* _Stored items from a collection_
== == ==

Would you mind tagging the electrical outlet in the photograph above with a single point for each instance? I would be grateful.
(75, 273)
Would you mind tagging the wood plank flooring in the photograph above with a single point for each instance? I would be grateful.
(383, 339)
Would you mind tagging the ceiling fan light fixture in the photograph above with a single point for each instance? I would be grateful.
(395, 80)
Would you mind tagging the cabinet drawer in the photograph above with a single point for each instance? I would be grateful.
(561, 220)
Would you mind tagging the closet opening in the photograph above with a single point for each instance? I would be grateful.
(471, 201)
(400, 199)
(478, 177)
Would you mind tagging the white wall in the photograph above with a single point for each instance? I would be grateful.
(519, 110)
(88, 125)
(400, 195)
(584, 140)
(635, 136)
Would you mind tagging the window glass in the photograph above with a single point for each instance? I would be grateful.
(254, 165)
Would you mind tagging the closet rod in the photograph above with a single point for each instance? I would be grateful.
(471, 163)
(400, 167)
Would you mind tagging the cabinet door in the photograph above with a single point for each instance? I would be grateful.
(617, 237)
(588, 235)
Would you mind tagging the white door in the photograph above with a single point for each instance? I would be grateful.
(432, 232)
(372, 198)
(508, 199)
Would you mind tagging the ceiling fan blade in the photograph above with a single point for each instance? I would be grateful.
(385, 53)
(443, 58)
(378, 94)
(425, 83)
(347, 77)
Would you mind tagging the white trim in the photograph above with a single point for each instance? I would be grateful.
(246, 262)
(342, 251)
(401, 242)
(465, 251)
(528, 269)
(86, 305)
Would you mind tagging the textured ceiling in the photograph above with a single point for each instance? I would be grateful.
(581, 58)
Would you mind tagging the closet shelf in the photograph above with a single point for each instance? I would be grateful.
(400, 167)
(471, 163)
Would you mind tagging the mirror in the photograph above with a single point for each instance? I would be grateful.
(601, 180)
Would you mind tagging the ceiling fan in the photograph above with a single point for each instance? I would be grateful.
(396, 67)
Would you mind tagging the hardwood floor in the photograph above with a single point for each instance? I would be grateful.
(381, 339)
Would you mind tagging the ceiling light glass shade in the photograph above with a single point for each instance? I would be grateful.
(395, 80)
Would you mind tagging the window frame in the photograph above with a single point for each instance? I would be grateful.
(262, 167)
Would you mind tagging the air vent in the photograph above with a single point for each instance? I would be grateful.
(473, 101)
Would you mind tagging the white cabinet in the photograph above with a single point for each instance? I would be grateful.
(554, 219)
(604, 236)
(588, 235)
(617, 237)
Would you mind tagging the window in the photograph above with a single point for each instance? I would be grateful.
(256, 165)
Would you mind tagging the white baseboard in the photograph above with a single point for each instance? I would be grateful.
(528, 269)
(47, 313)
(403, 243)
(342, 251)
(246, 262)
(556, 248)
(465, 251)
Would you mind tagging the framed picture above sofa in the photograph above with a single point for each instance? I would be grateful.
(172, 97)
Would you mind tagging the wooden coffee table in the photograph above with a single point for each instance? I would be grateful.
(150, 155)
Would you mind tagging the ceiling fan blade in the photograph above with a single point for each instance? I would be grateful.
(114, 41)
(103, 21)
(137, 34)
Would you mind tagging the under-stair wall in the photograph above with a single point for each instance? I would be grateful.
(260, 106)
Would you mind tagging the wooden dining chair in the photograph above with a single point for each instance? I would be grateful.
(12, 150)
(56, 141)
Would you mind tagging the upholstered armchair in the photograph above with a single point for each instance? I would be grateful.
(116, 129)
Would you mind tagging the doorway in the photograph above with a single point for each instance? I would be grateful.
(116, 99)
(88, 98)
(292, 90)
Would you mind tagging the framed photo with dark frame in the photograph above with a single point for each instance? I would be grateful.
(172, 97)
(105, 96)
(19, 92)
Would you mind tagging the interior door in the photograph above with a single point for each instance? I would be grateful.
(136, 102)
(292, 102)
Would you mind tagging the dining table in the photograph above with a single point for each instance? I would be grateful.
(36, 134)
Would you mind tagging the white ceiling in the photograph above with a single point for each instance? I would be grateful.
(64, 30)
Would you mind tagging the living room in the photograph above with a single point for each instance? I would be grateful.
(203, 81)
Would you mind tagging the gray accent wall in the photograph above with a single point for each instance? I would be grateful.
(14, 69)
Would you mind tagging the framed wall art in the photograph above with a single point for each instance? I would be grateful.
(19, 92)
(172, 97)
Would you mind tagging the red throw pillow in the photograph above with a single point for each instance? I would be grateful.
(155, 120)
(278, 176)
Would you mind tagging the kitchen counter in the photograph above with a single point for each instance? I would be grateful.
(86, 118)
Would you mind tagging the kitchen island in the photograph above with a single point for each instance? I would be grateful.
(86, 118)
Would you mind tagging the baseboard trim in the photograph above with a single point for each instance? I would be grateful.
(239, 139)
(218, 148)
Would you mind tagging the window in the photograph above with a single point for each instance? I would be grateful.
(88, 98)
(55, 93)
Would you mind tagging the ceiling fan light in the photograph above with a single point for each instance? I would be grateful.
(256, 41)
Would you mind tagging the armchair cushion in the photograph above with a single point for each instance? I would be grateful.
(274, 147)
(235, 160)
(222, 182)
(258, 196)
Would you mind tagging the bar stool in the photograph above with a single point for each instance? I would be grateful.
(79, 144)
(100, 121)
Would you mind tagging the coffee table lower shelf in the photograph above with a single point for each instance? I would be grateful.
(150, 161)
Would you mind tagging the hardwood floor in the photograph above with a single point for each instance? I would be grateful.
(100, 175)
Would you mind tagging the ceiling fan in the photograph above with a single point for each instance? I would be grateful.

== == ==

* _AIM OF THE EXERCISE_
Return every entry above with nothing altered.

* _WRITTEN ANSWER_
Would you mind tagging the electrical outlet in the photograph above with a single point for each instance? I would be grateful.
(75, 273)
Would you mind tagging the wood plank flooring in the photograph above with a single point for each instance? I would be grateful.
(383, 339)
Would you mind tagging the ceiling fan light fixture in the photograph above with a single point for each instance? I would be grateful.
(395, 80)
Would you mind tagging the cabinet drawer in the photograph above with a single point for each instance? I would be grateful.
(561, 220)
Would you mind tagging the closet opening in the photograph above with a single point for each instance? I would be grateful.
(471, 201)
(400, 199)
(478, 177)
Would you mind tagging the white wall in the photograph above with a single point for each instance? I would be grateful.
(519, 110)
(88, 125)
(400, 195)
(584, 140)
(635, 136)
Would you mind tagging the window glass in the photograph above with a single point for each instance? I would be grateful.
(254, 165)
Would you mind tagging the closet rod in the photograph above with a single point for each instance? I would be grateful.
(471, 163)
(400, 167)
Would you mind tagging the cabinet door in the photograph above with a single point for each instance? I would be grateful.
(617, 237)
(588, 235)
Would you mind tagging the white door in the photograph above with a single point for each instance? I would be grateful.
(432, 232)
(372, 198)
(508, 199)
Would you mind tagging the ceiling fan blade in the photograph above with a single point for each instance? I would be grateful.
(385, 53)
(443, 58)
(378, 94)
(425, 83)
(347, 77)
Would you mind tagging the white trim in the photograph above with a single point for each instance? I would be grateful.
(246, 262)
(342, 251)
(401, 242)
(465, 251)
(528, 269)
(86, 305)
Would you mind tagging the textured ceiling in the photograph above with a single point for each instance? I would be grateful.
(581, 58)
Would you mind tagging the closet shelf in the photograph above with a single point for each instance? I would be grateful.
(400, 167)
(471, 163)
Would you mind tagging the mirror in the photograph above with a single point for each instance? I would be grateful.
(601, 180)
Would you mind tagging the ceiling fan in the photograph above with a single point for each instance? I would be grateful.
(396, 67)
Would you mind tagging the hardwood floor in the photograph above with a single point for each instance? I would be grateful.
(381, 339)
Would you mind tagging the ceiling light glass shade in the photograph above with a single point for each instance? I would be grateful.
(395, 80)
Would you mind tagging the window frame in the photograph above with a single point for each instance? I would be grateful.
(262, 167)
Would you mind tagging the air vent in the photograph above with a single point for each instance? I would be grateful.
(473, 101)
Would you mind tagging the white cabinet in the photograph above with a single point for each instance? I would be grateful.
(554, 219)
(604, 236)
(588, 235)
(617, 237)
Would you mind tagging the window in the photograph above with a single point for each instance? I would be grateful.
(256, 165)
Would you mind tagging the white baseboard in the photograph above with a single point for each instance? I would be grateful.
(528, 269)
(47, 313)
(403, 243)
(342, 251)
(246, 262)
(556, 248)
(465, 251)
Would you mind tagging the framed picture above sofa in the photograph above with a single point for each instance? I would be grateful.
(172, 97)
Would you mind tagging the wooden coffee table in the photograph above with a single point for each instance? I would be grateful.
(150, 155)
Would you mind tagging the ceiling fan blade in the photograph above with a single point for each instance? I would be grateful.
(114, 41)
(103, 21)
(137, 34)
Would you mind tagging the under-stair wall in the photograph above with a single point for each instance? I would be grateful.
(260, 106)
Would you mind tagging the wooden dining chair in the photograph above with a single point for each instance? I would be grateful.
(12, 150)
(56, 141)
Would you mind tagging the upholstered armchair in the photograph above with a single point for each instance? I would be grateful.
(116, 129)
Would you mind tagging the doorway in the photograph above with a single point for each instance? I would be grateful.
(116, 99)
(88, 98)
(292, 90)
Would you mind tagging the framed photo with dark frame in the photograph above with a single point for each instance? I would be grateful.
(172, 97)
(105, 96)
(19, 92)
Would you mind tagging the interior door in the photograph above with a single point for each instance? I would be grateful.
(136, 102)
(292, 102)
Would you mind tagging the dining table in the photograph above with a single point for each instance? I would be grateful.
(36, 134)
Would you mind tagging the white ceiling in the photograph above with a single point for each instance? I would be grateful.
(64, 30)
Would you mind tagging the living room in the photograph above with a single point for each instance? I would be grateful.
(203, 81)
Would you mind tagging the gray accent wall in the photograph above with a single point for each instance? I would be grateful.
(14, 69)
Would you mind tagging the framed wall art in the photograph above with a single point for each instance? I would be grateful.
(19, 92)
(172, 97)
Would you mind tagging the red throw pillow in the photograph above with a single point for each instance? I would be grateful.
(155, 120)
(278, 176)
Would you mind tagging the kitchen counter in the photograph above with a single point for each instance? I would be grateful.
(86, 118)
Would you mind tagging the kitchen island in the photograph above with a single point for each instance? I would be grateful.
(86, 118)
Would you mind tagging the baseboard trim in the photograph above with a single point for each instance? I would be grateful.
(239, 139)
(218, 148)
Would you mind tagging the window in the photograph above with a single point for each instance? I would be grateful.
(88, 98)
(55, 93)
Would you mind tagging the ceiling fan light in the photograph above with a single point for each instance? I would be grateful.
(256, 41)
Would you mind tagging the armchair cushion in the photograph above with a single point for each instance? I would be grateful.
(274, 147)
(235, 160)
(222, 182)
(258, 196)
Would you mind tagging the bar stool in the photograph above with a single point for each instance? I would be grateful.
(79, 144)
(100, 121)
Would you mind tagging the coffee table lower shelf in the photograph above with a single point for each instance? I would be grateful.
(150, 161)
Would you mind tagging the hardwood floor in the photograph above with a single point for each instance? I would be grateful.
(100, 175)
Would you mind tagging the ceiling fan in the photograph above with a single point for each instance? I would be grateful.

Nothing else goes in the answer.